### Task goal
Arrange everything from the start of the rows below down to the line containing "398 337 L 421" as a two-column CSV headed text and answer, with one CSV line for each row. Put each value in a quoted field, turn its line breaks into spaces, and leave the pictures out.

— START Stored data —

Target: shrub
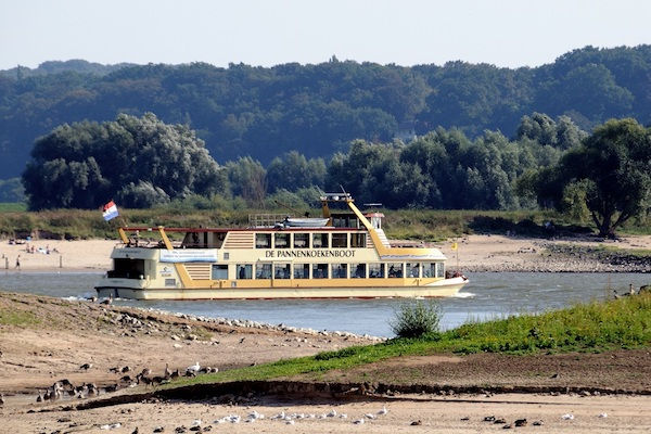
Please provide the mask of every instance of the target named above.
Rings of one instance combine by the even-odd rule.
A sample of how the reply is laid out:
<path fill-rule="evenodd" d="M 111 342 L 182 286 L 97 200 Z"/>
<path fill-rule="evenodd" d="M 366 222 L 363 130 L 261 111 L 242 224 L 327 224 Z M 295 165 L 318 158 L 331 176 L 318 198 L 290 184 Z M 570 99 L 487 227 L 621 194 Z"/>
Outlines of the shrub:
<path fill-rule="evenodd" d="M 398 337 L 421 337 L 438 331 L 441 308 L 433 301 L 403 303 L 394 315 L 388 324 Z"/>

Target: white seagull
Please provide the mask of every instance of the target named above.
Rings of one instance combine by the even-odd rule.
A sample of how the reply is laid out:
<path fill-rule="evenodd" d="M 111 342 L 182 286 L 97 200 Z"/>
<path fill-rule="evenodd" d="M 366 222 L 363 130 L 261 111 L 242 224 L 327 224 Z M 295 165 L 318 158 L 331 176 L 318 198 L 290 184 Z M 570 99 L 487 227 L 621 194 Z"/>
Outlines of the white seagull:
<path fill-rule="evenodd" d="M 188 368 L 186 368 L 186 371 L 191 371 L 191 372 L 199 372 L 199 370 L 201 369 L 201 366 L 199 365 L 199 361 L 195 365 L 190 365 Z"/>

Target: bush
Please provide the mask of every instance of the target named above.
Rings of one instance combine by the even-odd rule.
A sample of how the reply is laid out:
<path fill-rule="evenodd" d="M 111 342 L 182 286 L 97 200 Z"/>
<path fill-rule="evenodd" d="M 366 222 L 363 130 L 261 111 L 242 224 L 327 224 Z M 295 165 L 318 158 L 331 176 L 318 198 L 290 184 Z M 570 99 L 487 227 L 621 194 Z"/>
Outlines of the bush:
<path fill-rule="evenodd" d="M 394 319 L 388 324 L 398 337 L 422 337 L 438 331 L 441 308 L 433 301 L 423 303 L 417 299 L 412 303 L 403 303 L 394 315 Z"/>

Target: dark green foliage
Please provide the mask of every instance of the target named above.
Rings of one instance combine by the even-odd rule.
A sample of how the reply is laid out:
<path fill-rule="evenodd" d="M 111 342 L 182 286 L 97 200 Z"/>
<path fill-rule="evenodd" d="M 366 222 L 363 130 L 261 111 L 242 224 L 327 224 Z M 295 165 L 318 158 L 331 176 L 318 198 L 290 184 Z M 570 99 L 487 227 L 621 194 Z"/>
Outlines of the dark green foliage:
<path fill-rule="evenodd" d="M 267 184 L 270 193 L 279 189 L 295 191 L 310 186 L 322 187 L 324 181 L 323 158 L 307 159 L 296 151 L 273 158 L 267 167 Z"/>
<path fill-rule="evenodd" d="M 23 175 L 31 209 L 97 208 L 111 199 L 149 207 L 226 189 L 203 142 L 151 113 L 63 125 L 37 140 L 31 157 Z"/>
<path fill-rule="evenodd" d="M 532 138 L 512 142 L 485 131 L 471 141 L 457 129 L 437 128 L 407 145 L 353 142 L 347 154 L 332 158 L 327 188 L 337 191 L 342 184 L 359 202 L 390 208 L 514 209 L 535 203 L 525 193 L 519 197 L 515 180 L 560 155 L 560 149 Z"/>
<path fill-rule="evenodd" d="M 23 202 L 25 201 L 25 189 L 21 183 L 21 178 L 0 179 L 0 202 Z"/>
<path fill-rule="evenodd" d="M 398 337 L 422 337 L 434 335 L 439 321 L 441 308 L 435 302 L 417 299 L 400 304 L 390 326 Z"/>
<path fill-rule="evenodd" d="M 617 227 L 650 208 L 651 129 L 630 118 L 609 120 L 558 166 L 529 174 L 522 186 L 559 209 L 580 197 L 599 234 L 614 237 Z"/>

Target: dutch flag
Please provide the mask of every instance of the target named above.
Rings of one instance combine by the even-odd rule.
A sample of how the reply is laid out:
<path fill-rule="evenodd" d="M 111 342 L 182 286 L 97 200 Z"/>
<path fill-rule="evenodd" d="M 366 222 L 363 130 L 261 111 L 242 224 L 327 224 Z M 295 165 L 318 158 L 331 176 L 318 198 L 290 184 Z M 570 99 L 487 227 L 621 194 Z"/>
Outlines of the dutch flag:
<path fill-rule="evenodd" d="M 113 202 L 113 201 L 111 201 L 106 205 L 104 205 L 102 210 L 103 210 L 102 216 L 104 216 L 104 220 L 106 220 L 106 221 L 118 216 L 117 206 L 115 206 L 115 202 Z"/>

— END Stored data —

### Exercise result
text,answer
"Target: shrub Please provide the mask of every instance of the target named above. Rings of one instance combine by the even-odd rule. A sample of how the reply is laid out: <path fill-rule=""evenodd"" d=""M 111 342 L 182 286 L 97 200 Z""/> <path fill-rule=""evenodd"" d=""M 366 222 L 363 130 L 261 111 L 242 224 L 327 224 Z M 295 165 L 318 158 L 331 176 L 318 198 L 290 184 Z M 570 99 L 487 227 L 621 194 Z""/> Outlines of the shrub:","<path fill-rule=""evenodd"" d=""M 398 337 L 421 337 L 438 331 L 441 308 L 433 301 L 403 303 L 394 315 L 388 324 Z""/>"